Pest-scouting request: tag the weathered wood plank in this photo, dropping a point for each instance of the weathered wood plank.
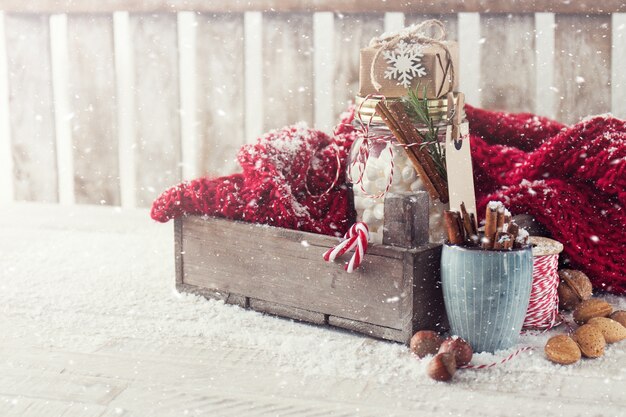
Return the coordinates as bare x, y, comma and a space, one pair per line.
449, 20
507, 62
219, 255
406, 219
157, 103
287, 69
583, 66
282, 310
352, 32
429, 310
618, 63
226, 297
220, 92
92, 95
469, 57
217, 6
30, 108
372, 330
178, 250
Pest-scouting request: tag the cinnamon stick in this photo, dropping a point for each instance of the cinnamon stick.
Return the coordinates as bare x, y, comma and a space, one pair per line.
474, 224
503, 241
513, 230
452, 220
500, 220
414, 140
392, 124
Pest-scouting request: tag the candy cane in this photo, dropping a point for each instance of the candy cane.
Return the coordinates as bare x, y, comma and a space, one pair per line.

───

* _THE PROBLEM_
Could you reproduce all of the entries above word for word, leaving the pictures out?

* _SOLUTION TO THIS EXERCISE_
Pest-scouting request: tag the weathered wood plank in this photo, dropping a point for each instance of the weathered wood plank.
Return the coordinates as bare x, y, comma and a space, one pair per line.
449, 20
507, 62
219, 255
406, 219
157, 103
287, 69
583, 66
282, 310
352, 32
429, 310
618, 63
226, 297
220, 92
92, 95
469, 57
217, 6
30, 108
372, 330
178, 250
Pest-scouting request: tag the cinnamon stick in this photo, dropping a point for each instance of the cinnamon stick.
Return the coordinates as bare x, y, comma and a space, one pair per line.
474, 224
503, 241
513, 230
452, 220
500, 220
414, 140
392, 124
Pest-scouting request: tag the candy cane in this photo, dropping a point for each instance of the candy cane.
Return the coordinates as bare x, y, comma and a space, one pair per line.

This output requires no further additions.